More intelligence augmentation rather than artificial intelligence
Cognitive computing's advantages today include precise data analysis, enhanced customer interaction, driving engagement, and making decisions. Cognitive computing systems also function more effectively as intelligence augmentation solutions than true artificial intelligence systems. It supplements human thinking and analysis but depends on humans to take the critical decisions. Smart assistants and chatbots are good examples. Rather than enterprise-wide adoption, such specialized projects are an effective way for businesses to start using cognitive systems.
Cognitive computing is definitely the next step in computing started by automation. It sets a benchmark for computing systems to reach the level of the human brain. However, some limitations make AI solutions challenging to apply in situations with high uncertainty, rapid change, or creative demands. The complexity of problem grows with the number of data sources. It is challenging to aggregate, integrate and analyze such unstructured data. A complex cognitive solution should have many technologies that coexist to give deep domain insights.

#### Records provided
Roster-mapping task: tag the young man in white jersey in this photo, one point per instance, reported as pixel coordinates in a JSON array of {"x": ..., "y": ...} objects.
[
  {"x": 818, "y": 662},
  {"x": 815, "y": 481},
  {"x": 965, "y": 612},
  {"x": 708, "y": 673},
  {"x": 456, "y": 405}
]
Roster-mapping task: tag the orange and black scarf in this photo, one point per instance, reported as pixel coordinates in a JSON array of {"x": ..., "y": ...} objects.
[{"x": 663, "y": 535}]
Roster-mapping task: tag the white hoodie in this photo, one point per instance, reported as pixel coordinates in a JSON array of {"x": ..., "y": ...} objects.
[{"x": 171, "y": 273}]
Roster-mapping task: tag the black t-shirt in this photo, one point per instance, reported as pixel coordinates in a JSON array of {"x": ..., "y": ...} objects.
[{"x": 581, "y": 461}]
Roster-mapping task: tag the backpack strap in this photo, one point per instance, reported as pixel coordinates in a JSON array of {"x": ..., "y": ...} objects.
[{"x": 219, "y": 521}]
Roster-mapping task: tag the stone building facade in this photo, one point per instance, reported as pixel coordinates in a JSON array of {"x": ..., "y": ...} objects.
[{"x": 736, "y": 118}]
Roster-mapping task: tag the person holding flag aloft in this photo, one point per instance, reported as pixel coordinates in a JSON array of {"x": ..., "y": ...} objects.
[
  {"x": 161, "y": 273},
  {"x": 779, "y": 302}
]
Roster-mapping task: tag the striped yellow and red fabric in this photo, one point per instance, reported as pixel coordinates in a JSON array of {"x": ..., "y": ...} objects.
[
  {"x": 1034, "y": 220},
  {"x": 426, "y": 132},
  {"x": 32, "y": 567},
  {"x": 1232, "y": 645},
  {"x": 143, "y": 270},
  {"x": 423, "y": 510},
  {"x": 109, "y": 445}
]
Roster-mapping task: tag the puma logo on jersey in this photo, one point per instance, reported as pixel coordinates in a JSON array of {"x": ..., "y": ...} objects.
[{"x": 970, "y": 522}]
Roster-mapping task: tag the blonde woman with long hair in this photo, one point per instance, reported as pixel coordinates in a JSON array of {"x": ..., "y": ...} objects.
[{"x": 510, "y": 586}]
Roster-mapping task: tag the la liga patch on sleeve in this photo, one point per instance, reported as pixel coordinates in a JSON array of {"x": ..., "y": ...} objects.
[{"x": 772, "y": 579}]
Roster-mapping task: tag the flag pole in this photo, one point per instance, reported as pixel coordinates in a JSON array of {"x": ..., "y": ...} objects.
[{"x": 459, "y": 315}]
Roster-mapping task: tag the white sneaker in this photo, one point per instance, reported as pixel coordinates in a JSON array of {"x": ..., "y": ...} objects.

#### Problem A
In the passage on cognitive computing, what grows with the number of data sources?
#### Problem B
Please retype the passage on cognitive computing from the words "Cognitive computing is" up to and including the words "deep domain insights.".

#### Problem solution A
The complexity of the problem.

#### Problem solution B
Cognitive computing is definitely the next step in computing started by automation. It sets a benchmark for computing systems to reach the level of the human brain. However, some limitations make AI solutions challenging to apply in situations with high uncertainty, rapid change, or creative demands. The complexity of problem grows with the number of data sources. It is challenging to aggregate, integrate and analyze such unstructured data. A complex cognitive solution should have many technologies that coexist to give deep domain insights.